>> start TEXT TO READ

Falling through the Cracks: Who are the Empty Chairs in Your College Class?

“We are the rosesthis is the concreteand these are my damaged petals. Don’t ask me why, ask me how”  -Tupac Amaru Shakur

In elementary school our teachers repeatedly highlighted the importance of hard work. They reminded us that despite everything that was out of our control, hard work was the key to earning the opportunity of a life changing education. That’s exactly what we did; we went to class, paid attention during every lesson, and turned in (most) of our homework. Our families didn’t always have the resources to help us along the way, but we managed to push each other. My friend, you were just as intelligent, if not more, than I was. All we wanted to do was make them proud‒our parents, teachers, everyone.

Seven years later, our day finally arrived. As I waited in line to cross the stage during my high school graduation ceremony, I stopped to take everything in. I glanced over the sea of graduates, excitement and joy painted across every single face, some of us were the first in our families to graduate from high school; the first to go on college; and the first to have a choice in our careers. Despite all the barriers, we made it. We beat the odds. I smiled, but then I noticed the empty chairs in the back rows.

You didn’t make it, and I did.

Growing up, I remember being on school lockdown for gun-related incidents more than I will ever remember practicing earthquake drills. My dear friend, the violence of South Central claimed you as their own. You never had the opportunity to open a college acceptance letter, your parents never had the chance to make an obnoxiously huge graduation sign, and we never step foot on predominantly white institutions to show them what the students from hood can really do in academia. We knew our brownness came with a price, but I never imagined it would be this.

>> end TEXT TO READ
>> start INFORMATION SUPPLIED

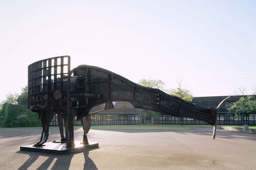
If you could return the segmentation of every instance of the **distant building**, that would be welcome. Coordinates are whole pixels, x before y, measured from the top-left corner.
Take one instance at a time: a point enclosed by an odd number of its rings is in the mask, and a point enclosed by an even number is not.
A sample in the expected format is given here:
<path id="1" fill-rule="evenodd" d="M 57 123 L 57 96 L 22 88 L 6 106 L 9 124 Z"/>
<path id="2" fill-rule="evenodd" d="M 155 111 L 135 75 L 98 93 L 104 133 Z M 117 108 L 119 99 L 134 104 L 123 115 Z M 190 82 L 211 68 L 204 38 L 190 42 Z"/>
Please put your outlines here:
<path id="1" fill-rule="evenodd" d="M 209 96 L 194 97 L 193 102 L 196 105 L 205 108 L 216 108 L 224 99 L 228 96 Z M 243 124 L 244 116 L 235 116 L 228 114 L 228 109 L 230 108 L 234 102 L 238 101 L 242 96 L 231 96 L 219 110 L 218 124 Z M 140 116 L 140 109 L 135 108 L 130 102 L 116 101 L 113 102 L 114 109 L 103 111 L 98 114 L 92 115 L 91 124 L 138 124 L 143 123 L 152 124 L 204 124 L 205 122 L 196 119 L 180 118 L 169 115 L 160 114 L 156 118 L 142 118 Z M 93 108 L 91 112 L 104 109 L 105 104 Z M 182 122 L 181 122 L 182 121 Z M 249 124 L 256 124 L 256 113 L 250 115 Z M 81 121 L 75 120 L 75 125 L 81 125 Z M 58 125 L 56 115 L 53 118 L 51 125 Z"/>

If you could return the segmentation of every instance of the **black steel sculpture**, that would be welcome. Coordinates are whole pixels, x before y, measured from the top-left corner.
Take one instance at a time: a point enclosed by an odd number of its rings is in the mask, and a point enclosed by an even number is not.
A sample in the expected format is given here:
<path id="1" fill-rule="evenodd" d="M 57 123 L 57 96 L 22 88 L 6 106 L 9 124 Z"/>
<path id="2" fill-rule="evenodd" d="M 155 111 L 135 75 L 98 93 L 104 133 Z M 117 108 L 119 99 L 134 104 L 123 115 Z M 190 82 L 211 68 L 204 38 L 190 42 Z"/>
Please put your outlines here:
<path id="1" fill-rule="evenodd" d="M 105 110 L 113 108 L 113 101 L 125 101 L 136 108 L 148 109 L 180 117 L 202 120 L 214 126 L 215 137 L 218 111 L 205 108 L 169 95 L 159 89 L 147 88 L 103 68 L 82 65 L 70 71 L 70 57 L 60 56 L 37 61 L 28 66 L 28 106 L 41 118 L 43 131 L 35 146 L 47 140 L 53 114 L 57 114 L 60 142 L 74 146 L 74 118 L 80 119 L 84 128 L 83 143 L 88 144 L 86 134 L 90 127 L 91 109 L 106 103 Z M 66 138 L 63 134 L 63 121 Z"/>

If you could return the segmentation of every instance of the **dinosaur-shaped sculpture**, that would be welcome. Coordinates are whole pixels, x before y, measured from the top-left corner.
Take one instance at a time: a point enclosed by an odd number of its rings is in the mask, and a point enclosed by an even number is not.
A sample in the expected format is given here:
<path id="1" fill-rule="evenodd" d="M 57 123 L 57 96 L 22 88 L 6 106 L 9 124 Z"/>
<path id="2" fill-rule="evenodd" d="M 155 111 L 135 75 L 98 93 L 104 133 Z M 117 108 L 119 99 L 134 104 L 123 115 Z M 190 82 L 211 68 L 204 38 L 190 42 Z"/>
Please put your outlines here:
<path id="1" fill-rule="evenodd" d="M 64 63 L 66 58 L 69 61 L 67 64 Z M 75 116 L 82 120 L 84 130 L 83 143 L 88 144 L 86 134 L 90 127 L 90 115 L 99 112 L 90 113 L 90 110 L 103 103 L 106 103 L 105 110 L 113 109 L 113 101 L 129 102 L 136 108 L 205 121 L 214 126 L 215 138 L 218 109 L 228 98 L 216 108 L 202 108 L 159 89 L 139 85 L 102 68 L 82 65 L 70 71 L 70 61 L 69 56 L 57 57 L 28 66 L 28 106 L 33 111 L 39 113 L 43 126 L 40 140 L 35 146 L 41 146 L 46 142 L 54 113 L 58 114 L 61 140 L 68 138 L 67 147 L 74 145 Z M 68 69 L 65 72 L 63 68 L 66 66 Z M 61 125 L 62 117 L 66 139 Z"/>

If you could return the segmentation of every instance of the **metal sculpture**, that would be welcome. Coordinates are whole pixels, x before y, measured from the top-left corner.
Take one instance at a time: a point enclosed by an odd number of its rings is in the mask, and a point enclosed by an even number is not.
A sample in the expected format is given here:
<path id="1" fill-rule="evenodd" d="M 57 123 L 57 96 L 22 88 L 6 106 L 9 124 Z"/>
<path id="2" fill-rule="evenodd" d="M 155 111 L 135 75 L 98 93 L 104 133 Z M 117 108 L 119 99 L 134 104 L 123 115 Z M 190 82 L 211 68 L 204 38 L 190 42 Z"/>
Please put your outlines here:
<path id="1" fill-rule="evenodd" d="M 74 147 L 74 117 L 80 119 L 84 129 L 83 143 L 90 127 L 92 108 L 106 103 L 105 110 L 113 108 L 113 101 L 125 101 L 136 108 L 148 109 L 180 117 L 202 120 L 214 126 L 215 137 L 218 109 L 205 108 L 167 94 L 159 89 L 143 87 L 103 68 L 82 65 L 70 71 L 70 57 L 60 56 L 37 61 L 28 66 L 28 106 L 38 113 L 43 130 L 41 147 L 47 140 L 53 114 L 57 114 L 61 142 Z M 102 111 L 102 110 L 101 110 Z M 66 130 L 63 135 L 63 120 Z"/>

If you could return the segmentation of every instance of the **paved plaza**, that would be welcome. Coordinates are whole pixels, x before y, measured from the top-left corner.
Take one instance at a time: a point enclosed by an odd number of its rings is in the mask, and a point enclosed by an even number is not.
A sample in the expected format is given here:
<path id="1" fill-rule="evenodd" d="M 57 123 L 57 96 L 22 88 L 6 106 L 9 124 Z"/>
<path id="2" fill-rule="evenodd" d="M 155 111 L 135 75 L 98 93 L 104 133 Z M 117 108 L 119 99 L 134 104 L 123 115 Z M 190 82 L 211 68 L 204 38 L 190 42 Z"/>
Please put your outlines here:
<path id="1" fill-rule="evenodd" d="M 255 169 L 256 135 L 212 130 L 90 130 L 100 148 L 65 155 L 20 151 L 40 139 L 40 129 L 0 129 L 1 169 Z M 75 131 L 81 141 L 83 131 Z M 50 130 L 48 141 L 59 140 Z"/>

>> end INFORMATION SUPPLIED

■ WORK INSTRUCTIONS ■
a) Set down, word for word, the passage of the essay about empty chairs that begins at the words "You didn’t make" and stops after "would be this.".
b) In the essay about empty chairs, list the things the writer says "we" did after the teachers stressed hard work.
c) Shorten the paragraph of the essay about empty chairs that starts "Seven years later, our day finally arrived," keeping its main facts.

■ RESULTS ■
a)
You didn’t make it, and I did.

Growing up, I remember being on school lockdown for gun-related incidents more than I will ever remember practicing earthquake drills. My dear friend, the violence of South Central claimed you as their own. You never had the opportunity to open a college acceptance letter, your parents never had the chance to make an obnoxiously huge graduation sign, and we never step foot on predominantly white institutions to show them what the students from hood can really do in academia. We knew our brownness came with a price, but I never imagined it would be this.

b)
- Went to class
- Paid attention during every lesson
- Turned in (most) of our homework

c) Seven years later, waiting to cross the stage at my high school graduation, I paused to look over the joyful graduates. Some of us were the first in our families to finish high school, go to college, and choose a career. Despite the barriers, we had beaten the odds. I smiled, then noticed the empty chairs in the back rows.